[What you need to do]
Reproduce the stretch of data from the line containing "mask of: rock" through the end of the data, switching "garage" to "carport" and leaving everything else unchanged. Omit the pictures from your answer.

[Records provided]
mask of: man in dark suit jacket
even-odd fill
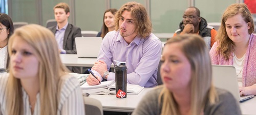
[[[53,8],[54,17],[57,25],[50,27],[50,29],[55,35],[60,53],[76,54],[75,43],[76,37],[82,37],[81,29],[68,21],[70,16],[69,7],[65,3],[60,3]],[[67,67],[71,71],[81,73],[79,67]]]

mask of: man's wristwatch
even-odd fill
[[[109,71],[105,71],[104,72],[104,73],[103,74],[103,78],[106,79],[106,76],[110,74],[110,72]]]

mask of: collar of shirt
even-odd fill
[[[58,31],[60,31],[60,30],[66,30],[66,29],[67,28],[67,27],[68,26],[68,25],[69,24],[69,22],[68,22],[67,23],[67,24],[66,24],[65,26],[64,26],[62,28],[61,28],[60,30],[59,30],[59,27],[58,27],[58,25],[57,25],[57,26],[56,26],[56,30],[58,30]]]
[[[137,35],[131,42],[130,44],[132,44],[133,43],[135,43],[137,45],[138,45],[142,39],[142,38],[141,38],[140,36]],[[124,40],[124,38],[122,36],[121,36],[121,35],[120,35],[120,34],[118,35],[118,36],[116,39],[116,41],[117,42],[119,41],[121,43],[125,42],[127,43],[127,42],[126,42],[125,40]]]

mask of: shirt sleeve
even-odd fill
[[[159,39],[145,43],[144,54],[133,72],[127,74],[127,82],[144,87],[158,67],[162,52]]]
[[[74,34],[72,36],[73,39],[73,50],[66,50],[67,54],[76,54],[76,46],[75,42],[75,38],[76,37],[81,37],[82,34],[81,33],[81,29],[79,27],[77,27],[76,30],[74,32]]]
[[[107,65],[108,70],[109,70],[110,67],[111,66],[111,64],[112,64],[112,53],[111,53],[111,44],[110,43],[109,39],[112,39],[112,38],[115,37],[114,35],[110,35],[109,33],[106,34],[106,36],[103,39],[102,42],[100,45],[100,49],[99,52],[99,54],[98,55],[97,60],[103,60]],[[94,73],[95,75],[99,76],[101,79],[100,81],[103,80],[103,76],[101,76],[100,74],[94,70],[92,70],[92,71]],[[108,79],[109,79],[109,77],[111,76],[111,75],[115,75],[114,73],[110,72],[108,76]]]
[[[219,65],[219,54],[218,51],[217,51],[217,42],[216,42],[212,47],[210,50],[209,54],[211,60],[211,64]]]
[[[219,101],[210,107],[206,106],[206,113],[204,113],[204,114],[242,114],[238,102],[234,99],[233,95],[227,91],[222,90],[221,92],[221,94],[219,95]]]
[[[66,97],[66,99],[65,100],[63,105],[62,106],[61,111],[61,114],[62,115],[73,115],[73,114],[85,114],[84,112],[84,104],[83,103],[83,99],[82,95],[82,91],[80,88],[80,85],[79,84],[78,81],[75,77],[72,78],[71,79],[71,82],[69,82],[69,83],[67,84],[66,86],[64,87],[64,89],[70,90],[75,87],[74,90],[72,91],[70,93],[66,93],[65,95],[68,95]],[[76,80],[75,82],[74,82]],[[70,83],[70,82],[73,82],[73,83]],[[75,84],[75,85],[74,85]],[[69,88],[67,88],[67,87]],[[65,91],[67,90],[63,90],[63,92],[66,93],[69,92],[68,91]],[[63,93],[63,94],[65,93]],[[64,97],[61,97],[61,98],[63,98]]]
[[[158,95],[155,90],[148,92],[142,98],[132,115],[160,114],[161,108],[159,107]]]

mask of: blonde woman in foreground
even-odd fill
[[[213,86],[209,52],[201,37],[169,39],[161,61],[163,85],[146,94],[133,114],[241,114],[232,94]]]
[[[0,114],[84,114],[77,79],[61,64],[54,35],[36,24],[10,37],[10,73],[0,77]]]

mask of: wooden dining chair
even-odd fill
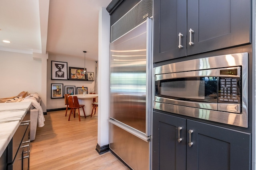
[[[94,110],[94,115],[96,113],[96,109],[98,107],[98,103],[96,102],[96,98],[93,98],[92,99],[92,113],[91,114],[91,117],[92,116],[92,113],[93,113],[93,110]]]
[[[65,99],[65,104],[67,105],[67,108],[66,109],[66,114],[65,116],[67,116],[67,112],[68,112],[68,96],[69,94],[65,94],[64,96],[64,98]]]
[[[83,111],[84,111],[84,118],[86,118],[86,116],[85,115],[85,112],[84,112],[84,105],[79,104],[79,103],[78,102],[78,100],[77,98],[77,96],[68,96],[68,107],[70,109],[70,111],[69,113],[69,117],[68,117],[68,121],[69,121],[69,120],[70,120],[71,113],[73,113],[74,117],[76,117],[75,115],[76,109],[78,109],[78,118],[79,119],[79,121],[80,121],[80,109],[81,107],[83,109]]]

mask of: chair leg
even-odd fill
[[[94,107],[95,110],[94,110],[94,115],[95,114],[95,113],[96,113],[96,109],[97,109],[97,106],[95,106],[95,107]]]
[[[78,109],[78,119],[79,119],[79,121],[81,121],[80,120],[80,109],[79,108]]]
[[[66,109],[66,114],[65,116],[67,116],[67,112],[68,112],[68,105],[67,105],[67,108]]]
[[[86,118],[86,116],[85,115],[85,112],[84,111],[84,107],[82,107],[82,108],[83,108],[83,111],[84,111],[84,118]]]
[[[70,111],[69,112],[69,116],[68,117],[68,121],[69,121],[69,120],[70,119],[70,116],[71,115],[71,113],[72,113],[72,112],[73,112],[73,109],[71,108]]]
[[[92,113],[93,113],[93,109],[94,108],[94,106],[92,105],[92,113],[91,113],[91,117],[92,117]]]

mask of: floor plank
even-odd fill
[[[100,155],[95,150],[97,112],[92,117],[81,117],[80,122],[77,113],[68,121],[65,111],[44,117],[44,126],[37,128],[31,143],[30,170],[129,169],[110,152]]]

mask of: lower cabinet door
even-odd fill
[[[153,112],[153,170],[186,170],[186,121]]]
[[[187,170],[250,169],[250,133],[189,119],[187,131]]]

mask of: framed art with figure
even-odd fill
[[[84,87],[84,89],[85,90],[86,92],[88,92],[87,91],[87,88]],[[76,94],[83,94],[84,92],[84,90],[83,90],[83,88],[82,87],[77,87],[76,88]]]
[[[88,72],[88,81],[94,81],[94,75],[93,72]]]
[[[52,80],[68,80],[68,63],[52,61]]]
[[[63,84],[52,83],[51,98],[63,98]]]
[[[76,86],[65,86],[65,94],[70,95],[76,94]]]
[[[83,68],[69,67],[69,80],[86,80],[86,75],[83,73],[84,70]]]

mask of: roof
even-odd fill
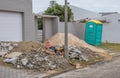
[[[101,21],[99,21],[99,20],[90,20],[90,21],[88,21],[88,22],[94,22],[94,23],[96,23],[96,24],[103,24]]]

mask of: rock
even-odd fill
[[[89,61],[89,59],[87,58],[87,57],[85,57],[84,55],[81,55],[80,57],[79,57],[79,60],[81,60],[81,61]]]
[[[78,54],[73,52],[69,56],[70,56],[70,58],[74,59],[74,58],[78,57]]]
[[[13,57],[18,57],[18,56],[20,56],[20,55],[22,55],[21,52],[11,52],[11,53],[5,55],[5,57],[6,57],[6,58],[13,58]]]
[[[15,65],[17,63],[17,59],[18,59],[18,57],[7,58],[7,59],[3,60],[3,62],[4,63],[12,63]]]
[[[0,57],[4,57],[8,52],[0,52]]]
[[[21,63],[22,63],[24,66],[26,66],[27,63],[28,63],[28,59],[27,59],[27,58],[23,58],[23,59],[21,60]]]

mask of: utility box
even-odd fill
[[[90,20],[86,23],[84,40],[91,45],[98,46],[102,42],[103,23],[98,20]]]

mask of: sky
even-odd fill
[[[64,5],[65,0],[56,0]],[[33,12],[39,13],[49,6],[50,0],[33,0]],[[120,0],[68,0],[70,5],[94,12],[120,12]]]

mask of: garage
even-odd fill
[[[22,14],[0,11],[0,41],[22,41]]]

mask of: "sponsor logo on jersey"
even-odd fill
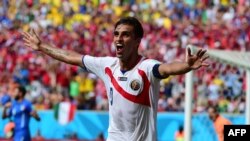
[[[137,91],[140,89],[141,85],[140,85],[140,81],[139,80],[133,80],[131,83],[130,83],[130,87],[132,90],[134,91]]]

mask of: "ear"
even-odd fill
[[[140,43],[141,43],[141,39],[140,38],[137,38],[136,39],[136,43],[137,43],[137,46],[139,47]]]

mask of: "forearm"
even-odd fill
[[[2,115],[2,119],[5,119],[8,117],[8,114],[7,114],[7,108],[3,108],[3,115]]]
[[[68,64],[78,65],[78,66],[82,64],[81,62],[82,55],[74,51],[60,49],[55,47],[54,45],[46,43],[40,44],[40,51],[51,56],[52,58],[55,58],[56,60]]]
[[[162,76],[185,74],[191,70],[186,62],[173,62],[170,64],[161,64],[159,72]]]

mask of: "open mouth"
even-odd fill
[[[121,53],[122,49],[123,49],[123,44],[117,43],[116,44],[116,51],[117,51],[117,53]]]

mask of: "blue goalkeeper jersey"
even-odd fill
[[[14,141],[30,141],[29,121],[32,104],[28,100],[13,101],[9,110],[9,116],[15,123]]]

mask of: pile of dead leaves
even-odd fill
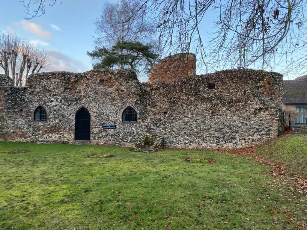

[Expected output]
mask of: rock
even-odd fill
[[[89,61],[89,59],[87,58],[87,57],[85,57],[84,55],[81,55],[80,57],[79,57],[79,60],[81,60],[81,61]]]
[[[78,54],[73,52],[69,56],[70,56],[70,58],[74,59],[74,58],[78,57]]]
[[[13,57],[18,57],[18,56],[20,56],[20,55],[22,55],[21,52],[11,52],[11,53],[5,55],[5,57],[6,57],[6,58],[13,58]]]
[[[15,65],[17,63],[17,59],[18,59],[18,57],[7,58],[7,59],[3,60],[3,62],[4,63],[12,63]]]
[[[0,57],[4,57],[8,52],[0,52]]]
[[[21,63],[22,63],[24,66],[26,66],[27,63],[28,63],[28,59],[27,59],[27,58],[23,58],[23,59],[21,60]]]

mask of: utility box
even-odd fill
[[[90,20],[86,23],[84,40],[91,45],[98,46],[102,42],[103,23],[98,20]]]

mask of: sky
even-odd fill
[[[64,5],[65,0],[56,0]],[[33,12],[39,13],[49,6],[50,0],[33,0]],[[120,0],[68,0],[70,5],[94,12],[120,12]]]

mask of: carport
even-odd fill
[[[22,14],[0,11],[0,41],[22,41]]]

mask of: "sponsor logo on jersey"
even-odd fill
[[[137,91],[140,89],[141,85],[140,85],[140,81],[139,80],[133,80],[131,83],[130,83],[130,87],[132,90],[134,91]]]

mask of: "ear"
even-odd fill
[[[140,43],[141,43],[141,39],[140,38],[137,38],[136,39],[136,43],[137,43],[137,46],[139,47]]]

mask of: "forearm"
even-odd fill
[[[2,115],[2,119],[5,119],[8,117],[8,114],[7,114],[7,108],[3,108],[3,115]]]
[[[68,64],[78,65],[78,66],[82,64],[81,62],[82,55],[74,51],[60,49],[55,47],[54,45],[46,43],[40,44],[40,51],[51,56],[52,58],[55,58],[56,60]]]
[[[162,76],[185,74],[191,70],[186,62],[173,62],[170,64],[161,64],[159,72]]]

mask of: "open mouth"
even-odd fill
[[[121,53],[122,49],[123,49],[123,44],[117,43],[116,44],[116,51],[117,51],[117,53]]]

mask of: "blue goalkeeper jersey"
even-odd fill
[[[14,141],[30,141],[29,121],[32,104],[28,100],[13,101],[9,110],[9,116],[15,123]]]

mask of: pile of dead leaves
even-odd fill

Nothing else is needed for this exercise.